▶ **PROBLEM TO SOLVE**:
Pull out each line of the listing below that contains the word "blue", and copy those lines.

▶ **AVAILABLE RECORDS**:
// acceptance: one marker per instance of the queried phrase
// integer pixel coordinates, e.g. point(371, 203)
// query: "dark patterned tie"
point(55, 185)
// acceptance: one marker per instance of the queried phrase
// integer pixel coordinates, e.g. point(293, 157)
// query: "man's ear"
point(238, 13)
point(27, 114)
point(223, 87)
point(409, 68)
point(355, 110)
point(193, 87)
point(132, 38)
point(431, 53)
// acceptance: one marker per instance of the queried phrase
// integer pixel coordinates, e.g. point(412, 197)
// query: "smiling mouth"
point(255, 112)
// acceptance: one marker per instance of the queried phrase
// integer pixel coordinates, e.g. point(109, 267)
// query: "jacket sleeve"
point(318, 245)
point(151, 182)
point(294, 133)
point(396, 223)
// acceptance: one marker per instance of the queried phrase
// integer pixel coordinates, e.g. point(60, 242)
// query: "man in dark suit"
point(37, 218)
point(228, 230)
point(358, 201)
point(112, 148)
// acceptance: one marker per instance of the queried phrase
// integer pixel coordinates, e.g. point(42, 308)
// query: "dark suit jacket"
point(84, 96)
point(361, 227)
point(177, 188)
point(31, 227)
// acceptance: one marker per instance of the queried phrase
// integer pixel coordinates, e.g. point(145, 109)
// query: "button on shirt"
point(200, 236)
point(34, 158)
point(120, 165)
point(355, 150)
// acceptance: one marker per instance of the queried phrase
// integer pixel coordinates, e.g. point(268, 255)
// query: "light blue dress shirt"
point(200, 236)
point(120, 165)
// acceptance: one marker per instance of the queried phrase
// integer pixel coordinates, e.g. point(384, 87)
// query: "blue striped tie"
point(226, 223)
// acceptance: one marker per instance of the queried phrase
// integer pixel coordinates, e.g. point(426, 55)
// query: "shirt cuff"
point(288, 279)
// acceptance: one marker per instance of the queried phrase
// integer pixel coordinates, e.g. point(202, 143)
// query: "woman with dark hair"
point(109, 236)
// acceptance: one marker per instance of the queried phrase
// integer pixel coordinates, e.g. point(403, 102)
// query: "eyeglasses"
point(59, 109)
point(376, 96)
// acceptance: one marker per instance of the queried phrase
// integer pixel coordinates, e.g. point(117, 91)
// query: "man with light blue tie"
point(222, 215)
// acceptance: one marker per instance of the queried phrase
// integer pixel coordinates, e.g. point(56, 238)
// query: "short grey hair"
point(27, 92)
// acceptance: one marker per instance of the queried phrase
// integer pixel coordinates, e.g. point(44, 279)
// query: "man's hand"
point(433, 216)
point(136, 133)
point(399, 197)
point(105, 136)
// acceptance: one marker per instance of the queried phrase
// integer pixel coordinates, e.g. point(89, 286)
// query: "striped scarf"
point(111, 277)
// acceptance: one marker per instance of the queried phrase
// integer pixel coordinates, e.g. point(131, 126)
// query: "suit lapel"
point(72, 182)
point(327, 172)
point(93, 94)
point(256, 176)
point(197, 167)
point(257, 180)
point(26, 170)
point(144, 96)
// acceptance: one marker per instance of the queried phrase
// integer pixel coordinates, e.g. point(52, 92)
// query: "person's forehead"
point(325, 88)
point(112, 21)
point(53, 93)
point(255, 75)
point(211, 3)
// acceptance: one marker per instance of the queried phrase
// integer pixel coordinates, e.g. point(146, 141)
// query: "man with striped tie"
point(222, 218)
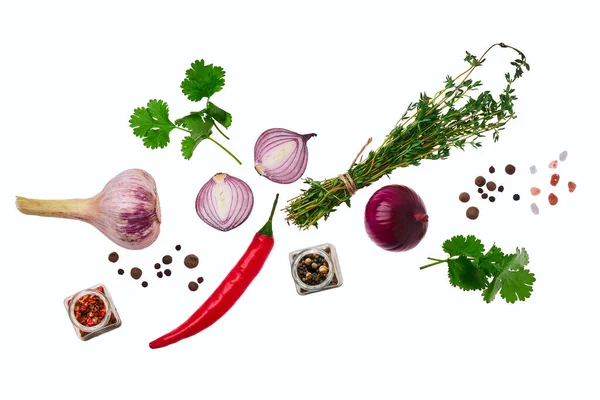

▶ **COMPLETED TASK**:
// query: "light blue dress shirt"
// query: "blue striped tie"
// query: "man with light blue tie"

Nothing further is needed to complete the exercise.